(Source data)
◆ ◆ ◆

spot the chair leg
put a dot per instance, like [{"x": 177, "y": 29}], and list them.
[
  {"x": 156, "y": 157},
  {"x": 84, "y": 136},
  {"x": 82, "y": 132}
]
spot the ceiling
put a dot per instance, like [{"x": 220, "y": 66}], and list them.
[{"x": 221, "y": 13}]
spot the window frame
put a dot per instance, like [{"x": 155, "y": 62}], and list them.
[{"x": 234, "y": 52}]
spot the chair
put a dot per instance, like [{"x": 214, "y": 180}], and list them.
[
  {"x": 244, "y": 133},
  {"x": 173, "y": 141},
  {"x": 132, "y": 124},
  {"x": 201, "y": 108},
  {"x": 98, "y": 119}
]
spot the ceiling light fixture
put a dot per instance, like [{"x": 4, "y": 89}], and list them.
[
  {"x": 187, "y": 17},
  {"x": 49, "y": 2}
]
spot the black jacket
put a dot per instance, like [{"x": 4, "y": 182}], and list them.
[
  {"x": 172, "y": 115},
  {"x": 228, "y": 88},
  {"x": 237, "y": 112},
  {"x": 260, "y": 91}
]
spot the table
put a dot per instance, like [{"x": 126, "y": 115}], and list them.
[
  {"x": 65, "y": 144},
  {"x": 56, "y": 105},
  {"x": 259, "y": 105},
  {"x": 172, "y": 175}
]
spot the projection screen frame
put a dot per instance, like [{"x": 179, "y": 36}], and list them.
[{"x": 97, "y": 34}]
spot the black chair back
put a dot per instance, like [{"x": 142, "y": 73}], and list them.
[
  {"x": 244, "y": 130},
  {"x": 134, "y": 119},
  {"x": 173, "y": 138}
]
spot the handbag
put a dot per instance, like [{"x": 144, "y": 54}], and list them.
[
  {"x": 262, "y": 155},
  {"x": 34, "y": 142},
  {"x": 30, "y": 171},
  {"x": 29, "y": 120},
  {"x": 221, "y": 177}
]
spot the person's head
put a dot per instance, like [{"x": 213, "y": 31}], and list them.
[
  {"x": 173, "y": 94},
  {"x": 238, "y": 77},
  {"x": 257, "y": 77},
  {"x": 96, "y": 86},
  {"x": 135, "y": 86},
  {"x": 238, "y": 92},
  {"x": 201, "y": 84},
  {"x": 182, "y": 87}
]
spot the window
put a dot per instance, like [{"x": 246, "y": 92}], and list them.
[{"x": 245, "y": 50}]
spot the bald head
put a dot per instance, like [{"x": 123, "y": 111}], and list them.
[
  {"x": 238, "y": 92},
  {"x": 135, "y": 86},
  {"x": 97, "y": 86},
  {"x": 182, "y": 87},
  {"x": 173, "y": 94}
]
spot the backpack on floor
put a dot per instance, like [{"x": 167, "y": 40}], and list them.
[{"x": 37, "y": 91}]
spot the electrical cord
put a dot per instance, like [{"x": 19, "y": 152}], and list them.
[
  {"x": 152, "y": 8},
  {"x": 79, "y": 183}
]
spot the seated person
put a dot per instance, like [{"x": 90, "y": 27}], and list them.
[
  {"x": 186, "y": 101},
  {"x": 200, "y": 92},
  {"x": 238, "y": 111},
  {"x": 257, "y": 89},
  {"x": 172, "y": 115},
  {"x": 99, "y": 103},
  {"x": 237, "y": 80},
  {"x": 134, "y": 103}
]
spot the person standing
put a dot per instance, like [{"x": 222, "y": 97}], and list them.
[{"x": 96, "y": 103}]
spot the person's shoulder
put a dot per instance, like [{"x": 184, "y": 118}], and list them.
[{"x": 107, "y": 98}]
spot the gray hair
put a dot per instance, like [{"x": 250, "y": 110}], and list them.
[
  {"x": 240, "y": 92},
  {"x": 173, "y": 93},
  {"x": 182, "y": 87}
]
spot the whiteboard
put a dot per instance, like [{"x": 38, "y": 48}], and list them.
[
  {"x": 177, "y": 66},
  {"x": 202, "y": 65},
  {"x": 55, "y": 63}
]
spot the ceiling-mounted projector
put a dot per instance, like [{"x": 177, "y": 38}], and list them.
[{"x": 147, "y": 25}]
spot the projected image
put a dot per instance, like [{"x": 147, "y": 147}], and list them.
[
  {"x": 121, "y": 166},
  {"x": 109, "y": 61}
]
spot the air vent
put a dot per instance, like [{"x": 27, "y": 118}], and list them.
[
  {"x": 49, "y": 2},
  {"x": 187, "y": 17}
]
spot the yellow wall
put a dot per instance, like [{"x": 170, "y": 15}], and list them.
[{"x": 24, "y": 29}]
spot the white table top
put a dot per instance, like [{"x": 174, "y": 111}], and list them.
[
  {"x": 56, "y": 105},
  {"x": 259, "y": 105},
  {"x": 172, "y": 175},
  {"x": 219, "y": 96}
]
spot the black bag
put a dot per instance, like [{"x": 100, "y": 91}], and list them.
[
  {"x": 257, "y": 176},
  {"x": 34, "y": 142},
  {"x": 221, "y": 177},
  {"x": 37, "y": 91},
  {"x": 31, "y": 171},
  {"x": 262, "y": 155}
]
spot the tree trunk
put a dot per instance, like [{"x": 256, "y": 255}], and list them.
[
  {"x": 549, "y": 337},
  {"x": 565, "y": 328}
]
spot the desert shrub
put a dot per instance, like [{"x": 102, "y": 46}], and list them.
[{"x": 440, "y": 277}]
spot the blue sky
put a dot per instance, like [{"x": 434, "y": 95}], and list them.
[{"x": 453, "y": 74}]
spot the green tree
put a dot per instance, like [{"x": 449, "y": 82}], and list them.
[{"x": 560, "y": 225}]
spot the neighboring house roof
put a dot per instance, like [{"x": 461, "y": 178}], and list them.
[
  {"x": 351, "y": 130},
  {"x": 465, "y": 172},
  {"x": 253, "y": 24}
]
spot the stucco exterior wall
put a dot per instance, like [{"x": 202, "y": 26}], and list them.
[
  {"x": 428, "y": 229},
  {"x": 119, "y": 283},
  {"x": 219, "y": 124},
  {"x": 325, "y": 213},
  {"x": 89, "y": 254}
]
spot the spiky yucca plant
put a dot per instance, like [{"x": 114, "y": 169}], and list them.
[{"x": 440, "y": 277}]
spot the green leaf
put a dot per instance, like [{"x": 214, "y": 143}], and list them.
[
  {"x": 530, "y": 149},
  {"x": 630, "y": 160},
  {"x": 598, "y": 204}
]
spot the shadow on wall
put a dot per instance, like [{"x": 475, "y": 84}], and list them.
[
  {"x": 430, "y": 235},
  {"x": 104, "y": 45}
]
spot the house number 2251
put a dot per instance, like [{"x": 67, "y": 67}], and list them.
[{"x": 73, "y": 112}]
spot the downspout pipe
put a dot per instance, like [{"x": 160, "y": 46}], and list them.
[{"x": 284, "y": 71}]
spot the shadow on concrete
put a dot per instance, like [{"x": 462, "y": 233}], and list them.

◆ ◆ ◆

All that is wanted is the stretch of lines above from the one containing "spot the tree trunk" through the one containing "spot the blue sky", duplicated exactly.

Task result —
spot the tree trunk
put a dot per instance, like [{"x": 256, "y": 255}], and list them.
[
  {"x": 549, "y": 337},
  {"x": 565, "y": 328}
]
spot the desert shrub
put a dot per instance, like [{"x": 102, "y": 46}], and list them.
[{"x": 440, "y": 277}]
spot the blue sky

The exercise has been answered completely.